INFORMATION SHOWN:
+--

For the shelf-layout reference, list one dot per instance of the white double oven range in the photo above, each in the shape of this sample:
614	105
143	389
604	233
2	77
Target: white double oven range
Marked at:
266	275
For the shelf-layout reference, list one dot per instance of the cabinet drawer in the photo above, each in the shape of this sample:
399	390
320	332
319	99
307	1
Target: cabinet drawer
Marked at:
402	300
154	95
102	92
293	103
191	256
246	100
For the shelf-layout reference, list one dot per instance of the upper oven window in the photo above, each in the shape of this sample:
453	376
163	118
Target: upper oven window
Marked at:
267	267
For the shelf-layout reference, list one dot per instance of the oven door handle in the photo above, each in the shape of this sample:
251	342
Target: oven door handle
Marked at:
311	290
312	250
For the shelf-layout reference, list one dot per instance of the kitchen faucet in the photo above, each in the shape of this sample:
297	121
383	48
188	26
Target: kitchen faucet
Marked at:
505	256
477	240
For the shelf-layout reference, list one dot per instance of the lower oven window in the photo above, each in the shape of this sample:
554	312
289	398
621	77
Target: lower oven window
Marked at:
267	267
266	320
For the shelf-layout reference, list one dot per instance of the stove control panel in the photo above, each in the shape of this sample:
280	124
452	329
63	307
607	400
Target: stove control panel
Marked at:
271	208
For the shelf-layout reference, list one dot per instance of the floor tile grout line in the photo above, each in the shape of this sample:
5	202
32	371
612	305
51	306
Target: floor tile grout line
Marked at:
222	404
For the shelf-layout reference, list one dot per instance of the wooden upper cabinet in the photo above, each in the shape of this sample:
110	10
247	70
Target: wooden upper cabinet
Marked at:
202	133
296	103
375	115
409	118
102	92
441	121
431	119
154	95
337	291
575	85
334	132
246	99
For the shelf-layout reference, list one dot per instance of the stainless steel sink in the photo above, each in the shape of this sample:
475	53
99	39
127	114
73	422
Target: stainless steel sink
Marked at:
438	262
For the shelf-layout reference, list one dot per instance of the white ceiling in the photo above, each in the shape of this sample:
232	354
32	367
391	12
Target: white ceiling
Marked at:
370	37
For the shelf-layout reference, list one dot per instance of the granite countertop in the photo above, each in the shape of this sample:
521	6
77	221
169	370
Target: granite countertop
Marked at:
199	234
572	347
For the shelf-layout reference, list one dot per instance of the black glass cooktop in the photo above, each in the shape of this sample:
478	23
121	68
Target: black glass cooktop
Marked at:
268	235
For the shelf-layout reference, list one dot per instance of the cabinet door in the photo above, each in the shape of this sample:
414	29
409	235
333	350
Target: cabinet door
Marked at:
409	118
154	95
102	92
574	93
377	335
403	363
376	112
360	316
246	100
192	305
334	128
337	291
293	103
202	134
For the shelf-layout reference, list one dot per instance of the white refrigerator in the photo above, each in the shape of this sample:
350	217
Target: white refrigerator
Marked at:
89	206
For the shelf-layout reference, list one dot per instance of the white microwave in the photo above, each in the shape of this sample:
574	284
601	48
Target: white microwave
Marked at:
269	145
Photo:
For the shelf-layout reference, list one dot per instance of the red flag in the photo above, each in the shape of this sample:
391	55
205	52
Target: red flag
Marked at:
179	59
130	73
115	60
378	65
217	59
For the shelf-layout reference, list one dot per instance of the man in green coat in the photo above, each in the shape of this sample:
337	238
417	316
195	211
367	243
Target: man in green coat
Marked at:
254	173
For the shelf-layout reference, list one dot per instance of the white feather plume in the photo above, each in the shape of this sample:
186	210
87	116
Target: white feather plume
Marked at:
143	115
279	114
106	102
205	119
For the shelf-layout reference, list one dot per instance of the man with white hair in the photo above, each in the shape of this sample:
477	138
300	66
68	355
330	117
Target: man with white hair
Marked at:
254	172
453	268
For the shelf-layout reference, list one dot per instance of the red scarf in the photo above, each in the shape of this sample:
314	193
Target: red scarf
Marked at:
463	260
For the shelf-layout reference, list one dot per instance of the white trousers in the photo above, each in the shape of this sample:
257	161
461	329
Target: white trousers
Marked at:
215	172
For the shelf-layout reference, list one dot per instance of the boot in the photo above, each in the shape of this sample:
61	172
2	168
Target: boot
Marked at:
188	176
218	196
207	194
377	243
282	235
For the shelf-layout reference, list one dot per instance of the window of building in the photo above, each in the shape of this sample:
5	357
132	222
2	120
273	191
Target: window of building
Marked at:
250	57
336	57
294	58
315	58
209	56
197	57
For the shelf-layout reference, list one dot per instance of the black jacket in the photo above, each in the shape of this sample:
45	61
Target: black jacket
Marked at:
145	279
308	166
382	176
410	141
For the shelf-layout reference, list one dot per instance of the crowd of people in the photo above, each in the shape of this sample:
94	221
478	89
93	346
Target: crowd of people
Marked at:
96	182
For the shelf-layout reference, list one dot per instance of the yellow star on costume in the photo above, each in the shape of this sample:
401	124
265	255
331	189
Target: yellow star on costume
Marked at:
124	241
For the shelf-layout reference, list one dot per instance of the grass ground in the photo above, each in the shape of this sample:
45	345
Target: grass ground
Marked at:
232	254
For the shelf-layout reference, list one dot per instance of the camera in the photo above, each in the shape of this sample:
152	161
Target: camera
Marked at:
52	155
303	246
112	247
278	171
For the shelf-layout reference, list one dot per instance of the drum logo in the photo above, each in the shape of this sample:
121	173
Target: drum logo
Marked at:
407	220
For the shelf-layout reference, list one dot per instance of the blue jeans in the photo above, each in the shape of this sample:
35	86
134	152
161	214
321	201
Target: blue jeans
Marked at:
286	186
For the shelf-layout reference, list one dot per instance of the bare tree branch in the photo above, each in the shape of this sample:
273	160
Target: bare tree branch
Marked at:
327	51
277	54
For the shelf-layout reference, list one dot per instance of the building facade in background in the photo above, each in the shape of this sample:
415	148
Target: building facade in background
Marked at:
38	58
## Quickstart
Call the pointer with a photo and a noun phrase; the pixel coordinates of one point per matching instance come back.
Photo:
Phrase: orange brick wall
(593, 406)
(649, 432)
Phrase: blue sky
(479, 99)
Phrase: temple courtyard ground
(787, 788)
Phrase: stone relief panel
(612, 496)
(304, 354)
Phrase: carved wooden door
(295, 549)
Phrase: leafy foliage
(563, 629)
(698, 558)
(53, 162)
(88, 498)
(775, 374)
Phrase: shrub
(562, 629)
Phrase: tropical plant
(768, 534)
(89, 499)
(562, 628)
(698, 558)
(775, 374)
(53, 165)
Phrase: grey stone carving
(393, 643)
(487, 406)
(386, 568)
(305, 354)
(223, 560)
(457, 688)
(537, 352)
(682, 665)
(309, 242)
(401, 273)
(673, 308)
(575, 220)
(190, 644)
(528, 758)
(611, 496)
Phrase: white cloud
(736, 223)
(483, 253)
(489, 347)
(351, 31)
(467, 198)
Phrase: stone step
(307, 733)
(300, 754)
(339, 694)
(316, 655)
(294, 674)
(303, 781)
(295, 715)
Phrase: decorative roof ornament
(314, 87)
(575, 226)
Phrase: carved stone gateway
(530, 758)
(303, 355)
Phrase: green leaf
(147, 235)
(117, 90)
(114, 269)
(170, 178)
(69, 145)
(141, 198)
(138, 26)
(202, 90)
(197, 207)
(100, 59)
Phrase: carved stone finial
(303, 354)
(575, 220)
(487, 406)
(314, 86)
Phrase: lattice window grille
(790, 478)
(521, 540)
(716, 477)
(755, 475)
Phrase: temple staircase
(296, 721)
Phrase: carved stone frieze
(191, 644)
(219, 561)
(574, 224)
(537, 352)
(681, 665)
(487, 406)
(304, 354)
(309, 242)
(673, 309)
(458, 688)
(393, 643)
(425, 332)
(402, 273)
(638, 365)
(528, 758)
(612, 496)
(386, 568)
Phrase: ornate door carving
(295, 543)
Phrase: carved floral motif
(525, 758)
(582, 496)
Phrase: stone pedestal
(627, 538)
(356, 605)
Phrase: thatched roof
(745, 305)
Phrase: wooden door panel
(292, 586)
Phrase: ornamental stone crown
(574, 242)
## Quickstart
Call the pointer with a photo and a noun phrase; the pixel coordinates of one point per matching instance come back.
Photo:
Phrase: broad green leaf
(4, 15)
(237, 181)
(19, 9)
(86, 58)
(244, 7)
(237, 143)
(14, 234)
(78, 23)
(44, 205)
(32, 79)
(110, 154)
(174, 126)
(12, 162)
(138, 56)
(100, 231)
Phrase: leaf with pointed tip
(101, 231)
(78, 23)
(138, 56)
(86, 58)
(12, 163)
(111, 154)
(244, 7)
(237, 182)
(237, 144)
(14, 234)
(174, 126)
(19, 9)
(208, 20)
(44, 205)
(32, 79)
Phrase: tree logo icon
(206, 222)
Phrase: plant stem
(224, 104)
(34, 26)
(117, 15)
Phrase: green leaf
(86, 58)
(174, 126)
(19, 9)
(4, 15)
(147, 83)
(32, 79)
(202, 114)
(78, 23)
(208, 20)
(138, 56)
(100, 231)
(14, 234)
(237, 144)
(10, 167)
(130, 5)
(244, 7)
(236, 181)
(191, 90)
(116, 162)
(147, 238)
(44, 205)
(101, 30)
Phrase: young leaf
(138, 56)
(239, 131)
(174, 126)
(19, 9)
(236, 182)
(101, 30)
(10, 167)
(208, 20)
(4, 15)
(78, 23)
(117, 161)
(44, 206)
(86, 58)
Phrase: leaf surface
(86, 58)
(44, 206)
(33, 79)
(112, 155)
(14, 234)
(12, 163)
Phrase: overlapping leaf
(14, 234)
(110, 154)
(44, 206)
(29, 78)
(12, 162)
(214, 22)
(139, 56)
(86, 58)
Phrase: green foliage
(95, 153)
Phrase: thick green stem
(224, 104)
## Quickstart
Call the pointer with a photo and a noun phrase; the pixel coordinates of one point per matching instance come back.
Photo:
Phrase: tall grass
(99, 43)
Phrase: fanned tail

+--

OBJECTIVE: Change every "leaf" to "frond" in the lines from the one holding "Phrase: young leaf" through the end of the listing, both included, and give those lines again with nothing else altered.

RESPONSE:
Phrase: young frond
(138, 56)
(239, 131)
(174, 126)
(19, 9)
(236, 182)
(101, 30)
(10, 167)
(208, 20)
(4, 15)
(78, 23)
(117, 161)
(44, 206)
(86, 58)
Phrase: frond surface
(86, 58)
(44, 206)
(33, 79)
(112, 155)
(14, 234)
(12, 163)
Phrase: overlapping frond
(14, 234)
(110, 154)
(44, 206)
(29, 78)
(12, 162)
(214, 22)
(139, 56)
(86, 58)
Phrase: green foliage
(95, 153)
Phrase: thick green stem
(224, 104)
## Quickstart
Call the pointer with a photo and a noun phrase; the pixel coordinates of one point per matching instance come back.
Photo:
Phrase: tall grass
(99, 43)
Phrase: fanned tail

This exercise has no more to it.